**Work item**
Which lines in the records below mention the word "hull"? Copy each one out.

*** Opening of Material provided ***

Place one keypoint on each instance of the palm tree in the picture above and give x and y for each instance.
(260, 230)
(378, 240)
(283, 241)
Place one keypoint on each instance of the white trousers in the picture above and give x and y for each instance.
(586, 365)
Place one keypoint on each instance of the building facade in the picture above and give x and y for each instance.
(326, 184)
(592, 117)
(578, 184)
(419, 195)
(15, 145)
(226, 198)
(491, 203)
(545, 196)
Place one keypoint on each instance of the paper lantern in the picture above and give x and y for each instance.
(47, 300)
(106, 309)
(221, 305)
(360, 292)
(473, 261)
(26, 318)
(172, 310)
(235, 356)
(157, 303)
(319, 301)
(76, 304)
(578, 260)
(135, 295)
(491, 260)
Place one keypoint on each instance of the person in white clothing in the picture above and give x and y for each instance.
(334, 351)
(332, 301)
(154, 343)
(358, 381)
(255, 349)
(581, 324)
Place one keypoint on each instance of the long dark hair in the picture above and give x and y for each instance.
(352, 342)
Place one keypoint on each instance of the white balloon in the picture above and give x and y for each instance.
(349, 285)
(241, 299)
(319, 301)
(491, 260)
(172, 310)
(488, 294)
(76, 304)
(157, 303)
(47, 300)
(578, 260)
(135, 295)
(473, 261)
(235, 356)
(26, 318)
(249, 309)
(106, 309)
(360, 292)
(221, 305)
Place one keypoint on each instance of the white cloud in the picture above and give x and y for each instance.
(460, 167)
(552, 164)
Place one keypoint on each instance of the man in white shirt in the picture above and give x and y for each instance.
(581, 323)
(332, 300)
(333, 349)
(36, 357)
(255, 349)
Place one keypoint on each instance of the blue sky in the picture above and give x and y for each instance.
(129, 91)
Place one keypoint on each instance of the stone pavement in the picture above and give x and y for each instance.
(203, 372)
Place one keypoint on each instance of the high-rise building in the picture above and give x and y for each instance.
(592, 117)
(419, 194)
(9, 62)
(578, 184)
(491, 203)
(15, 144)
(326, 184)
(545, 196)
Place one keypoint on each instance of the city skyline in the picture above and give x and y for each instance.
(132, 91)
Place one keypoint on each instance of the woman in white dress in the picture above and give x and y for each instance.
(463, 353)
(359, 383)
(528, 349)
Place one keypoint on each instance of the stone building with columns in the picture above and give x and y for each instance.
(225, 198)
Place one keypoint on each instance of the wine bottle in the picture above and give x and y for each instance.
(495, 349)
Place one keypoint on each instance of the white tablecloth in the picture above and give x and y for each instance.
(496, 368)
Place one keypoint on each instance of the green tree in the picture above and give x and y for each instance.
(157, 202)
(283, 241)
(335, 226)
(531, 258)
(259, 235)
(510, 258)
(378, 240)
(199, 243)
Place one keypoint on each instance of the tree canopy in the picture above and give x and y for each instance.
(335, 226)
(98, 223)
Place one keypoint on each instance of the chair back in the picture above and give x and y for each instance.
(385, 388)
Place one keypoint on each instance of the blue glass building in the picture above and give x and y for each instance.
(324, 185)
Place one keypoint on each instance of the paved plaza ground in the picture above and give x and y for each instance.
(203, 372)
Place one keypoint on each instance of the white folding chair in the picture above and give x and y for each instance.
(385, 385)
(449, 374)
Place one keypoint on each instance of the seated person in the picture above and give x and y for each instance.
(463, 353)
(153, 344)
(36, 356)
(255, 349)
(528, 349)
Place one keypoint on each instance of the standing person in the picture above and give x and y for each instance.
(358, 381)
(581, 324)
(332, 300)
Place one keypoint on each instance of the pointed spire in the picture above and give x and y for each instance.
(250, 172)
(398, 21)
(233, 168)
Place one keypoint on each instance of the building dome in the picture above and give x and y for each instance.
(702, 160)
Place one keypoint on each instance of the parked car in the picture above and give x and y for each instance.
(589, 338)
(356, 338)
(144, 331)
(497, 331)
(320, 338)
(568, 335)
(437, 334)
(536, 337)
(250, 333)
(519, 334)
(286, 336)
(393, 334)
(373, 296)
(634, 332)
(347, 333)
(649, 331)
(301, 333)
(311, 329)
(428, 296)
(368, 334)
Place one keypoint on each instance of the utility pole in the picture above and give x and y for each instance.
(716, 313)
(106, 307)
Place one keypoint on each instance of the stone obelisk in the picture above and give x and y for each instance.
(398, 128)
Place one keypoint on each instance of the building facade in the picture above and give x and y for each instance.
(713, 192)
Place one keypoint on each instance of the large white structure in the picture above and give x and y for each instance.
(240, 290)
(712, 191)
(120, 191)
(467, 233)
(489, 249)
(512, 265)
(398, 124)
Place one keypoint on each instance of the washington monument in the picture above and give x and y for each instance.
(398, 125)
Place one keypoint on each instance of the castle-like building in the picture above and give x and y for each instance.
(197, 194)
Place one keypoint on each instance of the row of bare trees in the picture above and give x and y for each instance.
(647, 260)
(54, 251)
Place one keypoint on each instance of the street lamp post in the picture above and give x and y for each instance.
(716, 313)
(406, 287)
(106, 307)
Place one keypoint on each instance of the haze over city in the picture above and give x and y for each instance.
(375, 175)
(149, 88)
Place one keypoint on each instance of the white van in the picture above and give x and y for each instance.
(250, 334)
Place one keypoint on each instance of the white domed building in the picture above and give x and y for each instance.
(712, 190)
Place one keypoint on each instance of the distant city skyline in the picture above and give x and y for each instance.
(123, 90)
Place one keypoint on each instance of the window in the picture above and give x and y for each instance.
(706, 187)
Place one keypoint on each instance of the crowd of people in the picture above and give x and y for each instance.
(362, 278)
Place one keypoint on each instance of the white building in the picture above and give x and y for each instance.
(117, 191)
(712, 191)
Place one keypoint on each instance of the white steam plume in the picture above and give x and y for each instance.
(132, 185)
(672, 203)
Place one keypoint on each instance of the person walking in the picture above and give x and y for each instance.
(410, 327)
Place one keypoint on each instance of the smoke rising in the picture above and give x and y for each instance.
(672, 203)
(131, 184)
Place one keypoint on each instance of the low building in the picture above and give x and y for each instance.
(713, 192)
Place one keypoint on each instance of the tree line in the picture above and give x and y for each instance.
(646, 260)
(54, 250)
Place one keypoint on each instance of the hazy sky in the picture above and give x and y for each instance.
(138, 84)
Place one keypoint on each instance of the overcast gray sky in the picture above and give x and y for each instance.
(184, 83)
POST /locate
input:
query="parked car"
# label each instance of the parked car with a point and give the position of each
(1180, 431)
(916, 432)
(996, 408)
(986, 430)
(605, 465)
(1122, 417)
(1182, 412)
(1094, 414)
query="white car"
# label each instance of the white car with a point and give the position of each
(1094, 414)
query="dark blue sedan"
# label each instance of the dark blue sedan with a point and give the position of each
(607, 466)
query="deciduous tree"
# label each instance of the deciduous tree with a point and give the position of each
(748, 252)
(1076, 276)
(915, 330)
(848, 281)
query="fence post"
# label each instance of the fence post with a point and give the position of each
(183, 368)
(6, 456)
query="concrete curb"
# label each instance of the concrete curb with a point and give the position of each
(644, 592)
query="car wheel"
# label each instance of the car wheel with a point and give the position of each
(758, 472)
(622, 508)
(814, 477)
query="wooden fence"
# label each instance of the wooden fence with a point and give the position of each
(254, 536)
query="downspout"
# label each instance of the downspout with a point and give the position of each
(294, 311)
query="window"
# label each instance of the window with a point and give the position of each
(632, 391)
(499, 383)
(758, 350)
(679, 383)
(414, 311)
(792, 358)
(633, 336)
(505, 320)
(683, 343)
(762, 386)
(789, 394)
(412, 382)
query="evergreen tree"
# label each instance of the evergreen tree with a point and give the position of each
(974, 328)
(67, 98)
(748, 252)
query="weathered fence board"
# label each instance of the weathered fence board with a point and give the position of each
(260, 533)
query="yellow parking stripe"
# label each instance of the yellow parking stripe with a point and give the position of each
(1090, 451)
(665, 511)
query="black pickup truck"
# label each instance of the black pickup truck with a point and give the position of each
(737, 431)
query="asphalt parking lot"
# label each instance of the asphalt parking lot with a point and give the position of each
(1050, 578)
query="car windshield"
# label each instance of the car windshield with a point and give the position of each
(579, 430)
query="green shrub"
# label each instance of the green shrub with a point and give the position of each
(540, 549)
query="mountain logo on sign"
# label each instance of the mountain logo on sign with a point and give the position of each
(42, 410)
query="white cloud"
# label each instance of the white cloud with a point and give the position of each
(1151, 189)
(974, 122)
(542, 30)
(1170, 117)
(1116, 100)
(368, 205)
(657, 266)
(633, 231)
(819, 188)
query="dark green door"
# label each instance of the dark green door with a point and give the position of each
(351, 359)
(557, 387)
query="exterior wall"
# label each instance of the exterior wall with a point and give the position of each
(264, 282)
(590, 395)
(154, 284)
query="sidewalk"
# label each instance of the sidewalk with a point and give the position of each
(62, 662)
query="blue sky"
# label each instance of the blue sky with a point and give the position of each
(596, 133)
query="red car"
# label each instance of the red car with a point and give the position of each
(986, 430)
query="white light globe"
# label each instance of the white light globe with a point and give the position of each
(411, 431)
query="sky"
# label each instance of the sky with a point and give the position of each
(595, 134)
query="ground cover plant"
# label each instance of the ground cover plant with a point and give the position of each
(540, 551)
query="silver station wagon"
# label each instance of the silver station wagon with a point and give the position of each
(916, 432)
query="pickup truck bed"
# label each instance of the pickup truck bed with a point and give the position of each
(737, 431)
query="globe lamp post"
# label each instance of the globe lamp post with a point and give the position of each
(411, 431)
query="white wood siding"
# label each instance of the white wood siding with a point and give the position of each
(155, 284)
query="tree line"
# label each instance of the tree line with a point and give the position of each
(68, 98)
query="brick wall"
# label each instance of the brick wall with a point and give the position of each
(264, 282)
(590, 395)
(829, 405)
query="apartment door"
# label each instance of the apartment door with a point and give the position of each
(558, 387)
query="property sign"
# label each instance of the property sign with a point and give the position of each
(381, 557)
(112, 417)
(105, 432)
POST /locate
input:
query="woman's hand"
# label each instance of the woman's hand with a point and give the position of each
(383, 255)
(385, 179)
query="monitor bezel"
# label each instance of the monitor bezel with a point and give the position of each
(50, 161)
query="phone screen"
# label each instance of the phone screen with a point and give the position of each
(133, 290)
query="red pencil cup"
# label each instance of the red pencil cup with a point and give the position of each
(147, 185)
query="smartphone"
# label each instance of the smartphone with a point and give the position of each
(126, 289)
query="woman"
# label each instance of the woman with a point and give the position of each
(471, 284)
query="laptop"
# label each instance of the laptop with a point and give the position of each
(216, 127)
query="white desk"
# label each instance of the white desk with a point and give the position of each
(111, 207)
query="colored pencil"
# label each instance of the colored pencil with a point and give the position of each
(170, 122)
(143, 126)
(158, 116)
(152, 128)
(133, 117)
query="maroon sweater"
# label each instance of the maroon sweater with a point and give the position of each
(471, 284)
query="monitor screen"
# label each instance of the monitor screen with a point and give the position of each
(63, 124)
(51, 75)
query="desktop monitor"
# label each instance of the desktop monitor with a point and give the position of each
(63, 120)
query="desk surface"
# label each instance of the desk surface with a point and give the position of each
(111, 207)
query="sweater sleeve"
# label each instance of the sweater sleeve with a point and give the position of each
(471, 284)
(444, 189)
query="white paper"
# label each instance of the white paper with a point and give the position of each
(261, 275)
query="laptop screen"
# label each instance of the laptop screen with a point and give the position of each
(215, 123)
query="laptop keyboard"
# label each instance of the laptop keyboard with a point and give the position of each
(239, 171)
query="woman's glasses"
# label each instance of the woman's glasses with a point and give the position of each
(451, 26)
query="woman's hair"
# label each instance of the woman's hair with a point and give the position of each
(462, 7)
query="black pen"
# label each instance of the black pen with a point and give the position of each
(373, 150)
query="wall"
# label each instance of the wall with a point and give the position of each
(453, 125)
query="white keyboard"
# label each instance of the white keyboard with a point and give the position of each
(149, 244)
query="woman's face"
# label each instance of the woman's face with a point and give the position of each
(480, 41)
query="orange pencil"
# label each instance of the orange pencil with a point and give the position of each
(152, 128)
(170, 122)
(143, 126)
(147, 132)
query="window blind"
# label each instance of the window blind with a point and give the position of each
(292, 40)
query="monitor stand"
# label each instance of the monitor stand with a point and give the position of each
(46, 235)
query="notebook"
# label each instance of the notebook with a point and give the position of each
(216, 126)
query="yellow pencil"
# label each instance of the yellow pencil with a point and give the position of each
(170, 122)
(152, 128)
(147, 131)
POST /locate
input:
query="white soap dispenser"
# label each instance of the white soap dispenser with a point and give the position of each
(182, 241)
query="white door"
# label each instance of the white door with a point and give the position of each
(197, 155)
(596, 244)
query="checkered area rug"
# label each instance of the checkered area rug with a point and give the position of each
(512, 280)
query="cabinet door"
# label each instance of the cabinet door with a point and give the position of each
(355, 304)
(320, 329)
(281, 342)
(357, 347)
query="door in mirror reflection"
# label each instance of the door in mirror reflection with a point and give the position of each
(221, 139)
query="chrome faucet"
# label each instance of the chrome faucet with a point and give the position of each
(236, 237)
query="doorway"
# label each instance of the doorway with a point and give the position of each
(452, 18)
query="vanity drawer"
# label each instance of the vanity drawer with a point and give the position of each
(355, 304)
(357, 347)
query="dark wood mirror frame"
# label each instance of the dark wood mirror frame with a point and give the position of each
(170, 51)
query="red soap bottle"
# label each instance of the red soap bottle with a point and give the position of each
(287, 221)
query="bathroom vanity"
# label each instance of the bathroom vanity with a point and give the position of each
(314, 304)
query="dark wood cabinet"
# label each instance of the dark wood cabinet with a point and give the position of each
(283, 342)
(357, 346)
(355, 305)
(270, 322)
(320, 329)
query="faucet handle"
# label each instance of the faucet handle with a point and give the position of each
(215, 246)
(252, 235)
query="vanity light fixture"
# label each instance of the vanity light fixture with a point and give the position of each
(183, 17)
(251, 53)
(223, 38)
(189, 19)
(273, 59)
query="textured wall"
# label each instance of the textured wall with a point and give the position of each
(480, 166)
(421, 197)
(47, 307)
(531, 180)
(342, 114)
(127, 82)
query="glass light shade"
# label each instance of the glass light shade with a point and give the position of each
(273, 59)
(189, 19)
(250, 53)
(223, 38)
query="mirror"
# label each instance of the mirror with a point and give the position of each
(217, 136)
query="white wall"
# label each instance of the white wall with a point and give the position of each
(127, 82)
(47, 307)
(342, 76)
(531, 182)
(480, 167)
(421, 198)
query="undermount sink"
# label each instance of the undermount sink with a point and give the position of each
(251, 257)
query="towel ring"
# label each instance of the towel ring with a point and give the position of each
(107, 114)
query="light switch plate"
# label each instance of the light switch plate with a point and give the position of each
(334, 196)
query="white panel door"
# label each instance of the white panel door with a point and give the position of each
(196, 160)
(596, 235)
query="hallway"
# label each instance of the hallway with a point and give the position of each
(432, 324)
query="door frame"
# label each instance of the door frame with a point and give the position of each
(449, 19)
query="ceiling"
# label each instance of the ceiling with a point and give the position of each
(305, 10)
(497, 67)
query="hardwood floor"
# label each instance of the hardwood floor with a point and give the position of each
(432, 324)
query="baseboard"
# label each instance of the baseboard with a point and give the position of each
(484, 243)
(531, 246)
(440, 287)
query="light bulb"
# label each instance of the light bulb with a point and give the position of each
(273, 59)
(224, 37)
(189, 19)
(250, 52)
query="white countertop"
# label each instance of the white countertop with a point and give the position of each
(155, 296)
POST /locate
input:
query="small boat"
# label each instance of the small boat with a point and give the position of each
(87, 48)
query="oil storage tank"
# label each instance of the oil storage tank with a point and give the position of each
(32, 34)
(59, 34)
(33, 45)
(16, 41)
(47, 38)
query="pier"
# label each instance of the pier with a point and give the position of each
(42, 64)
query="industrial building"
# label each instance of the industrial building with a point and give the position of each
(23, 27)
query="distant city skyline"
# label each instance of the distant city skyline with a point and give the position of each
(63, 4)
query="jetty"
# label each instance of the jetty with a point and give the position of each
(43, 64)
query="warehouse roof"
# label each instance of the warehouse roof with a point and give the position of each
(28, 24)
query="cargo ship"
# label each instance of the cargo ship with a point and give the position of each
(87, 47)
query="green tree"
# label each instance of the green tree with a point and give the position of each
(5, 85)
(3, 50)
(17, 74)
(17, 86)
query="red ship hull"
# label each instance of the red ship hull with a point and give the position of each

*** Close of Material provided ***

**Output for this task**
query="red ship hull"
# label each instance of the red ship hull with a point and give the position of each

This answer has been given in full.